[Location identification entries]
──────
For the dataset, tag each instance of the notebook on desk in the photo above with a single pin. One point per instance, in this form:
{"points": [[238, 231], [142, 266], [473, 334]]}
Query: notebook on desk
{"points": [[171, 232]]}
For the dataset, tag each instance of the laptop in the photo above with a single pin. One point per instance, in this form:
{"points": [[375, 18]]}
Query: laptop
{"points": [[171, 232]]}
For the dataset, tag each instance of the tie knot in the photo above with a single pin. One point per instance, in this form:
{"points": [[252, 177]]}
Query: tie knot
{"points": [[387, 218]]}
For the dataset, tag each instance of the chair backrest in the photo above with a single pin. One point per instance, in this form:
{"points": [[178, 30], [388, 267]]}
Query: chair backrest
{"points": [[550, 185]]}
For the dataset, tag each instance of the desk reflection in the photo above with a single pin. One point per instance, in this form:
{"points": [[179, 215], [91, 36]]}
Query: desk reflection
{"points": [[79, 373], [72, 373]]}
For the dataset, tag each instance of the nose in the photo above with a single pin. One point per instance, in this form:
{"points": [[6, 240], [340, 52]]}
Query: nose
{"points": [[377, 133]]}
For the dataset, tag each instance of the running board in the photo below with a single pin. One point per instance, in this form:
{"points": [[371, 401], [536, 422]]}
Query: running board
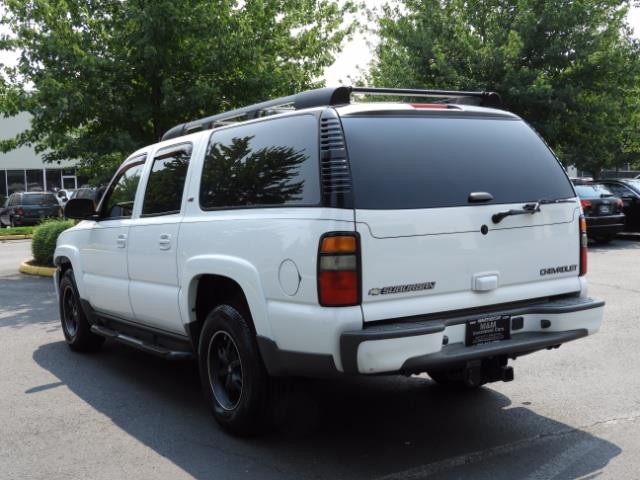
{"points": [[139, 344]]}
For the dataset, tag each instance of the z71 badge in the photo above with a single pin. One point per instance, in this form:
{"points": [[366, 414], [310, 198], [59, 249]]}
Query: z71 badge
{"points": [[414, 287]]}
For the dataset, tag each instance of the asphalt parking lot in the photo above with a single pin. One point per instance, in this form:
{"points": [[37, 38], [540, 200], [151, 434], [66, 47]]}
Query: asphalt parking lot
{"points": [[571, 413]]}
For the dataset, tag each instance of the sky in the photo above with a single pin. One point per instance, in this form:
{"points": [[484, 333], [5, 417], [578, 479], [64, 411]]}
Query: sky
{"points": [[356, 54]]}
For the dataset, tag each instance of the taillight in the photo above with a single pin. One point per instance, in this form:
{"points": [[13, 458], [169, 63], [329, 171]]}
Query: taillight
{"points": [[339, 270], [583, 246]]}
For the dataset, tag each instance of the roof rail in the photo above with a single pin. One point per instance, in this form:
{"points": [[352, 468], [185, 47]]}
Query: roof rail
{"points": [[330, 96]]}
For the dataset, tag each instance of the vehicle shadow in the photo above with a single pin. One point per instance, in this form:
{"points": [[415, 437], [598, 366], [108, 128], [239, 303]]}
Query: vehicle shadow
{"points": [[19, 307], [345, 428]]}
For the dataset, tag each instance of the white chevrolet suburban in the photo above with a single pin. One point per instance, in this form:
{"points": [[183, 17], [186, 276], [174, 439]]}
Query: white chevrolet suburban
{"points": [[313, 236]]}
──────
=== PROBLEM REQUIREMENTS ===
Everything from the line containing "For the dataset, tag each instance of the desk" to the last line of the listing above must be reproduced exactly, with no pictures included.

=== WRITTEN ANSWER ===
For the dataset, tag each instance of the desk reflection in the photo above with a single pin. One point per instance, in this form:
{"points": [[179, 215], [91, 36]]}
Query: desk reflection
{"points": [[79, 373], [72, 373]]}
For the dataset, tag each instance of the nose in the photo above with a single pin. One point per instance, in this form:
{"points": [[6, 240], [340, 52]]}
Query: nose
{"points": [[377, 133]]}
For the dataset, tag each instance of the running board in the photo below with a single pin. One point per instance, in this form:
{"points": [[371, 401], [536, 422]]}
Query: running board
{"points": [[139, 344]]}
For the dataset, tag each instance of the z71 badge in the photo above with a single pin. One point per instance, in this form:
{"points": [[366, 414], [310, 198], [59, 249]]}
Query: z71 badge
{"points": [[414, 287]]}
For the dataset, tag each instance of the asphalt parking lot in the photo above with a single pin. One point per instance, in this form:
{"points": [[37, 38], [540, 200], [151, 434], [66, 47]]}
Query: asphalt parking lot
{"points": [[571, 413]]}
For the dataset, tag each instance of the sky in the photo above with a single pin. One point per instance, in this form:
{"points": [[484, 333], [5, 417], [578, 479], [64, 411]]}
Query: sky
{"points": [[356, 54]]}
For the dataset, tag each instance of the taillight in the photo above with a single pin. One point per instance, in this form:
{"points": [[13, 458], [169, 63], [329, 171]]}
Query: taillight
{"points": [[339, 270], [583, 246]]}
For the dataset, tag each instance of the roof rail in the photo above with a single pin. One point per instance, in this form:
{"points": [[352, 468], [185, 47]]}
Query: roof rail
{"points": [[330, 96]]}
For the dataset, tag each instance of the vehicle shadow in the photo above with a single pin. One point per instance, in this form:
{"points": [[415, 437], [598, 366], [108, 128], [239, 303]]}
Query: vehicle shadow
{"points": [[19, 307], [345, 428]]}
For the dataset, tag each instance of the white chevrolet suburban in the photo above with a single pin. One point per instance, in this form:
{"points": [[183, 17], [186, 276], [174, 439]]}
Query: white chevrolet suburban
{"points": [[313, 236]]}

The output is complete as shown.